[Start of section]
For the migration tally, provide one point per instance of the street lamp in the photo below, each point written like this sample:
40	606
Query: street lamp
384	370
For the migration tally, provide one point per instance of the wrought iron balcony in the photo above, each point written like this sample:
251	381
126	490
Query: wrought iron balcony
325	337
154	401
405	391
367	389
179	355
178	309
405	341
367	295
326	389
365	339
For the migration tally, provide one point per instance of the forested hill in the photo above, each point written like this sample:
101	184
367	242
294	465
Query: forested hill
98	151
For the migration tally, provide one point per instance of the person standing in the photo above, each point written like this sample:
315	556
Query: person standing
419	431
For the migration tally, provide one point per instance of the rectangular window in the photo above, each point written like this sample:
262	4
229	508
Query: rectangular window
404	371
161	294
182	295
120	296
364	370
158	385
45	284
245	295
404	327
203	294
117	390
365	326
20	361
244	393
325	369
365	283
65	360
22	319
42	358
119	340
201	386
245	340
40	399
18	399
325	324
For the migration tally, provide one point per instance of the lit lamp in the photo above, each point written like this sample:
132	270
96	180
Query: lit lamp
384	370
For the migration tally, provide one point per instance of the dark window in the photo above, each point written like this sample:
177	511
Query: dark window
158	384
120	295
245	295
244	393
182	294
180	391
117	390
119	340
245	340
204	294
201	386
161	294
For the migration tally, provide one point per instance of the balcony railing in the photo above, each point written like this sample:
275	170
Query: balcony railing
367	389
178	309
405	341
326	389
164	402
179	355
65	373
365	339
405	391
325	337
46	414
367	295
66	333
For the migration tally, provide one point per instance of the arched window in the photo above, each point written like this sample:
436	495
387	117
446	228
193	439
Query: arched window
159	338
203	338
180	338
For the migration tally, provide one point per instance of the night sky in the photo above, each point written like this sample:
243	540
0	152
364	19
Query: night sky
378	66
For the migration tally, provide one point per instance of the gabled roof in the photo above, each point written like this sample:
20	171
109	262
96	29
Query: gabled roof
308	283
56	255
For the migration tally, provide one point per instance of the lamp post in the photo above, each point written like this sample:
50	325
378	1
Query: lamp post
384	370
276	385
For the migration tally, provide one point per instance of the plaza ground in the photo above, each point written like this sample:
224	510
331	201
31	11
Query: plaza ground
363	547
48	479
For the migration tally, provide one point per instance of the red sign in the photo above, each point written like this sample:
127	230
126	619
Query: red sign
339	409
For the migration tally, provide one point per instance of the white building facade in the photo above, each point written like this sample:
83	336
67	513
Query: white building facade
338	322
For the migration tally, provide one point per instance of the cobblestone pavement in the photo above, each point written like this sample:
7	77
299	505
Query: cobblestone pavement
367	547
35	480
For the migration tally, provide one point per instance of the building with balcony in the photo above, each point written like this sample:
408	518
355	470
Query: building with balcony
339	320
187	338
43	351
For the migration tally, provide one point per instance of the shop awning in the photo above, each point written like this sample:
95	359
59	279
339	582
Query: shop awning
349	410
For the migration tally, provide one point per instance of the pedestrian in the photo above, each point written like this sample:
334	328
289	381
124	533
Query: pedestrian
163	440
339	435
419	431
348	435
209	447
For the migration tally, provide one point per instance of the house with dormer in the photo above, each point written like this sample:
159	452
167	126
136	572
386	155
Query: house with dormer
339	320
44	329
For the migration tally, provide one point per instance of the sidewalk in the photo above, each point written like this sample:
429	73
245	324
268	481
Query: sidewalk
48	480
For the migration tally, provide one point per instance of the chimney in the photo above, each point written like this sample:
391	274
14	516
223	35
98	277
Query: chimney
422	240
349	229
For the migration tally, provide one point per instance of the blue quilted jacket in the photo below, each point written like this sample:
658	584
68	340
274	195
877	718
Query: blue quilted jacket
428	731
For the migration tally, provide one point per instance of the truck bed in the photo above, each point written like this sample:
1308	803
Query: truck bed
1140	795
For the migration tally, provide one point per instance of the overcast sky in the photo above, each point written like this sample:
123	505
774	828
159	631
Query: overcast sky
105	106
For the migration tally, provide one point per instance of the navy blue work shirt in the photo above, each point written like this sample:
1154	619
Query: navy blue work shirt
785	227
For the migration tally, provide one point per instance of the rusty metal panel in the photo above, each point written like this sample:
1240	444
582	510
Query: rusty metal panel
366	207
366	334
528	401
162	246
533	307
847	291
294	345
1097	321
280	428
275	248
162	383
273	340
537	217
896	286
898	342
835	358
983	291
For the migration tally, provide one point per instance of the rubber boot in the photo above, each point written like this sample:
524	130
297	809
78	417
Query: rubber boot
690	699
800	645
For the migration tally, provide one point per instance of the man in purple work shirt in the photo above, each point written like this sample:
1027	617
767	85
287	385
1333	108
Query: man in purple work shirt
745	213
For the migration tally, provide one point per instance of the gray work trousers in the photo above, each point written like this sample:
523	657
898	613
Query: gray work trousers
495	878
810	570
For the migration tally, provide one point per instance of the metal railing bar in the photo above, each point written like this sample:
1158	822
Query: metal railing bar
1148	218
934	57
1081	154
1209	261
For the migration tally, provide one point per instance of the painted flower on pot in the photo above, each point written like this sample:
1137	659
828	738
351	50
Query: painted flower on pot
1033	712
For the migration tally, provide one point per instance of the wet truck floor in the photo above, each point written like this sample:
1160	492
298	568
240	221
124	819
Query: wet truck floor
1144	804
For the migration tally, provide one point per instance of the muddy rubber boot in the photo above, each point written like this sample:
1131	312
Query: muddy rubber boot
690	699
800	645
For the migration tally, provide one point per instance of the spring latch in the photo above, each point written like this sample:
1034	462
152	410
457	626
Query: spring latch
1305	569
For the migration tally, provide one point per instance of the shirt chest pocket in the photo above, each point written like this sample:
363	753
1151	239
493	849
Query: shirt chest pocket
[End of section]
Everything from the line containing "of the painted" to the last line of the entries above should be quoted exactly, and only that.

The answer:
For the migration tally, provide one point per instance of the painted flower on pot in the photo above, each point written like this sample:
1137	659
828	738
351	50
Query: painted flower on pot
1033	712
For the migration tally, provide one point per instance of the wet truck floor in the photo above, each point written like this sample:
1160	492
298	568
240	221
124	819
Query: wet truck floor
1144	804
For the migration tally, provide one point per instance of the muddy rubber boot in the photo above, each point written like this sample:
1131	312
Query: muddy rubber boot
690	699
800	645
For the migration tally, provide one point per instance of the spring latch in the photo above, each point written like this sample:
1034	462
152	410
457	626
Query: spring latch
1305	569
For the migration tally, provide one point per instance of the shirt chest pocket in the photo above, each point written like this sample:
363	753
1151	239
493	849
Query: shirt chest pocket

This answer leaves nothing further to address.